-- begin TEXT PROVIDED --

In-Situ early anomaly detection and remaining useful lifetime prediction for high-power white LEDs with distance and entropy-based long short-term memory recurrent neural networks

Minzhen Wen, Mesfin Seid Ibrahim, Abdulmelik Husen Meda, Guoqi Zhang, Jiajie Fan*

*Corresponding author for this work

Research output: Contribution to journalArticleScientificpeer-review

3 Citations (Scopus)
29 Downloads (Pure)

Abstract

High-power white light-emitting diodes (LEDs) have demonstrated superior efficiency and reliability compared to traditional white light sources. However, ensuring maximum performance for a prolonged lifetime use presents a significant challenge for manufacturers and end users, especially in safety–critical applications. Thus, identifying functional anomalies and predicting the remaining useful lifetime (RUL) is of enormous importance in the operational longevity of the device. To address such challenges, this study proposes a combination of distance-based Mahalanobis distance (MD), entropy generation rate (EGR), and deep learning models for improved anomaly detection and RUL prediction accuracy. Unlike conventional health indicators based on luminous flux data that are challenging to monitor relevant optical performance, the MD and EGR methods are employed to extract in-situ monitored thermal and electrical data as new health indicators. Long short-term memory recurrent neural networks (LSTM-RNN) and convolutional neural networks (CNN) are established to detect anomalies and predict the RUL. The accelerated degradation tests of 3 W high-power white LED have been conducted, and the online and offline collected experimental data are deployed for model development and performance evaluation. The performance of the proposed methods is compared against the Illuminating Engineering Society of North America (IESNA) TM-21 method. The results indicate that LSTM-RNN, when combined with either MD or EGR, can detect anomalies with significantly fewer data (70 %) than is typically required. Furthermore, a significant improvement in prediction accuracy in RUL prediction based on MD and EGR-constructed time series health indicators and employed with the LSTM-RNN model demonstrates the effectiveness of the proposed methods.

-- end TEXT PROVIDED --

**WRITTEN REQUEST 1**
In the abstract on LED anomaly detection, which method are the proposed methods compared against?
**WRITTEN REQUEST 2**
Write out the part of the LED abstract starting at "In-Situ early anomaly" and ending at "3 Citations (Scopus)".

-- begin MATERIAL PROVIDED --

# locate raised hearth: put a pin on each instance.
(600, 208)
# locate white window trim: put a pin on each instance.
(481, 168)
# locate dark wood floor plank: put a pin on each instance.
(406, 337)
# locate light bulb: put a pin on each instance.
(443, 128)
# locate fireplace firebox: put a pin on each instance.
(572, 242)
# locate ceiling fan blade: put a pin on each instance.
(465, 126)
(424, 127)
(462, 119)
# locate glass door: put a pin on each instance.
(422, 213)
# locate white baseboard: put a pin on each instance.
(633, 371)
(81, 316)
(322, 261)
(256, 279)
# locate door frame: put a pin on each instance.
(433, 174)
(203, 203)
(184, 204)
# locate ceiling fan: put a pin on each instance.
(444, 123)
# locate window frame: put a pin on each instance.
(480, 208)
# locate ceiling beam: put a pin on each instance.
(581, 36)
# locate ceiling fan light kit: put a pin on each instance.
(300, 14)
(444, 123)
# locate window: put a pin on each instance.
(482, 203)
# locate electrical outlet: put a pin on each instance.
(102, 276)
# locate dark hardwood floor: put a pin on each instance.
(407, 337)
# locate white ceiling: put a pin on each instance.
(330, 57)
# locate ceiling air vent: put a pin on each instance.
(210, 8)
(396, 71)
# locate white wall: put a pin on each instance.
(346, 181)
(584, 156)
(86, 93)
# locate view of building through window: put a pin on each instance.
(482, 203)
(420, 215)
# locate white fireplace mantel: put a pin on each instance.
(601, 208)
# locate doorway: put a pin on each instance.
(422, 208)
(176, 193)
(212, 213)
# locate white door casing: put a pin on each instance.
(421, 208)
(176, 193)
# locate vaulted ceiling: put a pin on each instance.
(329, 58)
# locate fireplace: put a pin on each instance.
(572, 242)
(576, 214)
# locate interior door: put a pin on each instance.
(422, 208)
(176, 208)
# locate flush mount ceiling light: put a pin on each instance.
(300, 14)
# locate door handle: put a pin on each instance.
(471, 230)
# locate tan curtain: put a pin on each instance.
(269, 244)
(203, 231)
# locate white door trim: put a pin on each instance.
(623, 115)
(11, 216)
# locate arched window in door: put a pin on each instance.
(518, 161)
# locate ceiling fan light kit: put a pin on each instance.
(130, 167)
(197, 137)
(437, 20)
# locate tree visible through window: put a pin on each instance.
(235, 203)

-- end MATERIAL PROVIDED --

**PROBLEM SOLUTION 1**
The Illuminating Engineering Society of North America (IESNA) TM-21 method.

**PROBLEM SOLUTION 2**
In-Situ early anomaly detection and remaining useful lifetime prediction for high-power white LEDs with distance and entropy-based long short-term memory recurrent neural networks

Minzhen Wen, Mesfin Seid Ibrahim, Abdulmelik Husen Meda, Guoqi Zhang, Jiajie Fan*

*Corresponding author for this work

Research output: Contribution to journalArticleScientificpeer-review

3 Citations (Scopus)